▸ **Written instruction**: In full and without deviation, write out the entries that follow.

>> BEGIN Supplied entries

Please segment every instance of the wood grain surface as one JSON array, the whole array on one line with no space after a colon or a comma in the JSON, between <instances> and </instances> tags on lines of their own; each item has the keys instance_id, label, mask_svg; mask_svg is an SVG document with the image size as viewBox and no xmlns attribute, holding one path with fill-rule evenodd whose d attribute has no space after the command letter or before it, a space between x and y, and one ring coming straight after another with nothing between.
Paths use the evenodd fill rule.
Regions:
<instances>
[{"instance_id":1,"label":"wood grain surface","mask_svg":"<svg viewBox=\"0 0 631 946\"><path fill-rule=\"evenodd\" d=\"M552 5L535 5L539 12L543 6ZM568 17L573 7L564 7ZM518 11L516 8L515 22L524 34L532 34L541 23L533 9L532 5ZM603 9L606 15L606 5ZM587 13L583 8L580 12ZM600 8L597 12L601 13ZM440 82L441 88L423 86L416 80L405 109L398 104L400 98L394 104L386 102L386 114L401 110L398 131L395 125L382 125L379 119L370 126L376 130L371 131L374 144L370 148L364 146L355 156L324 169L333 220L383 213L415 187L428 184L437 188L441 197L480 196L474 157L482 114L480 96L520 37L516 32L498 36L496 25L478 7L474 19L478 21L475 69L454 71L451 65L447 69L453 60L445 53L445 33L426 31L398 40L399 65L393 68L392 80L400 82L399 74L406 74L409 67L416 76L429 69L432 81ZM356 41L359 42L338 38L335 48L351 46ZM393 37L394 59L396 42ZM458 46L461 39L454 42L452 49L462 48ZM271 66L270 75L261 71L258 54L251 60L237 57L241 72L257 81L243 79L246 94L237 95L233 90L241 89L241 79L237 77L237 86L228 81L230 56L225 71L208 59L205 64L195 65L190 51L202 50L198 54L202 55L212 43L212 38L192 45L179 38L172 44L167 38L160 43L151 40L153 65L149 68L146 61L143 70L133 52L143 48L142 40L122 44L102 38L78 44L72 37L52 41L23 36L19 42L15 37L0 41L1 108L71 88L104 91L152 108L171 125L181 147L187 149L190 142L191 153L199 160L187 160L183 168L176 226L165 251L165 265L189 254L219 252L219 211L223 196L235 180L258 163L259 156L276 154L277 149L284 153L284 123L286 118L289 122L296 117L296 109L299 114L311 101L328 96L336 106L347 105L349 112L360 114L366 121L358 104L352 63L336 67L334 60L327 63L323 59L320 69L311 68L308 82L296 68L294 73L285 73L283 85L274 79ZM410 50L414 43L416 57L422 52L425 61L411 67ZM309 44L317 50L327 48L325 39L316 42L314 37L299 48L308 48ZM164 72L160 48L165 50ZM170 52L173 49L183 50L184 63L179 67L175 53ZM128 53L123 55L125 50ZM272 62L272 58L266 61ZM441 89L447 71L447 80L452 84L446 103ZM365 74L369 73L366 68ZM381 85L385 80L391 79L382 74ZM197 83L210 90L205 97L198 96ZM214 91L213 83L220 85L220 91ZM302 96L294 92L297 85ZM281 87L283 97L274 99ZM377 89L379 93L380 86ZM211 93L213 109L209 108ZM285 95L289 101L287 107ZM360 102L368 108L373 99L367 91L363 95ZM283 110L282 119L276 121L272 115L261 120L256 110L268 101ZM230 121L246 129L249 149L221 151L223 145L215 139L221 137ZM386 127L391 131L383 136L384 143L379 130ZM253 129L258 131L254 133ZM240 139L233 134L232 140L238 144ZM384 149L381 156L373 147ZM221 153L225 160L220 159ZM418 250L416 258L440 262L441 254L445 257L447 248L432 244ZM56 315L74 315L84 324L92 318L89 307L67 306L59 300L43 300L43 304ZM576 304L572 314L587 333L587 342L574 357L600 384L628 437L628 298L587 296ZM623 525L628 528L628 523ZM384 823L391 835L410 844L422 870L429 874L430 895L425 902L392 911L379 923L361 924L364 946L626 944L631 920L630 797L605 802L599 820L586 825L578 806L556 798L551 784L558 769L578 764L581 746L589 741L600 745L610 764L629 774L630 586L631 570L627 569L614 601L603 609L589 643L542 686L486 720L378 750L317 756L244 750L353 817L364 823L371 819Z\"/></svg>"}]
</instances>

>> END Supplied entries

▸ **Response below**:
Please segment every instance of the wood grain surface as one JSON array, the whole array on one line with no space after a colon or a comma in the JSON, between <instances> and </instances> tags on lines of their own; each item has the keys instance_id, label, mask_svg; mask_svg is an SVG document with the image size as viewBox and no xmlns attribute, holding one path with fill-rule evenodd whose d attribute has no space after the command letter or before it, a space between x and y, and one ring coming straight after another with nothing between.
Paths use the evenodd fill rule.
Regions:
<instances>
[{"instance_id":1,"label":"wood grain surface","mask_svg":"<svg viewBox=\"0 0 631 946\"><path fill-rule=\"evenodd\" d=\"M552 5L535 5L539 12L543 6ZM568 17L573 7L564 7ZM518 11L516 8L515 22L524 34L532 34L541 23L533 9L532 5ZM603 9L606 15L606 5ZM587 13L583 8L580 12ZM600 8L597 12L601 13ZM440 82L441 88L423 86L416 80L405 109L398 104L400 98L394 104L386 102L386 114L401 110L398 131L395 125L382 125L379 119L370 126L376 130L371 131L374 144L370 148L364 146L355 156L324 169L333 220L383 213L415 187L428 184L437 188L441 197L480 196L474 157L482 114L480 96L520 37L516 32L498 36L496 25L478 7L474 19L478 21L475 69L454 71L451 65L447 69L453 60L445 53L445 33L426 31L398 40L399 65L393 68L392 80L400 82L399 74L406 74L409 67L416 76L429 69L432 81ZM356 41L359 42L338 38L335 48L351 46ZM393 37L394 59L396 42ZM458 46L461 39L454 42L452 49L462 48ZM271 66L270 75L261 71L258 54L251 60L237 57L241 72L257 81L243 79L246 94L237 95L233 90L241 89L241 79L237 77L237 86L228 81L230 56L225 71L208 59L205 64L195 65L190 51L202 50L198 54L202 55L212 43L212 38L192 45L179 38L172 44L167 38L160 43L151 40L153 65L149 68L146 61L143 70L133 52L143 48L142 40L122 44L102 38L78 44L72 37L52 41L23 36L19 42L15 37L0 41L1 108L71 88L104 91L152 108L171 125L181 147L187 149L190 142L191 153L199 160L187 160L183 168L176 226L165 251L165 265L189 254L219 252L219 211L223 196L235 180L258 163L259 156L276 154L277 149L284 153L284 123L286 118L289 122L296 117L296 109L299 114L311 101L328 96L336 106L347 105L349 112L360 114L366 121L358 104L352 63L336 67L334 60L327 63L323 59L320 69L311 68L308 82L296 68L294 73L285 73L283 85L274 79ZM410 50L414 43L416 57L422 52L425 61L411 67ZM309 44L317 50L327 48L325 39L316 42L314 37L299 48L308 48ZM164 72L160 48L165 50ZM170 52L173 49L183 50L184 63L179 67L175 53ZM128 53L123 55L125 50ZM272 62L272 58L266 61ZM441 89L447 71L447 80L452 84L446 103ZM365 74L369 73L366 68ZM381 85L385 80L391 79L382 74ZM197 83L210 90L205 97L198 96ZM214 91L213 83L220 85L220 91ZM302 96L294 92L297 85ZM281 87L283 97L274 99ZM377 89L379 93L380 86ZM211 93L213 109L209 108ZM285 95L289 101L287 107ZM360 102L368 108L373 99L367 91L363 95ZM283 110L282 119L276 121L272 115L261 120L256 110L268 101ZM230 121L246 129L249 149L221 151L223 145L215 139L221 137ZM386 127L391 131L383 136L384 143L379 130ZM253 129L258 131L254 133ZM240 139L233 134L232 140L238 144ZM384 149L381 156L373 147ZM221 153L225 160L220 159ZM418 250L416 258L440 262L441 254L445 257L447 248L432 244ZM56 315L74 315L84 324L92 318L89 307L67 306L59 300L43 300L43 304ZM576 304L572 314L587 333L587 342L574 357L600 384L628 437L628 298L587 296ZM623 525L628 528L628 523ZM384 823L391 835L410 844L422 870L429 874L430 895L425 902L392 911L379 923L361 924L364 946L626 944L631 920L630 797L605 802L599 820L586 825L578 806L556 798L551 784L558 769L578 764L581 746L589 741L600 745L610 764L629 774L630 586L631 570L627 569L614 601L603 609L589 643L542 686L486 720L378 750L317 756L244 750L353 817L364 823L371 819Z\"/></svg>"}]
</instances>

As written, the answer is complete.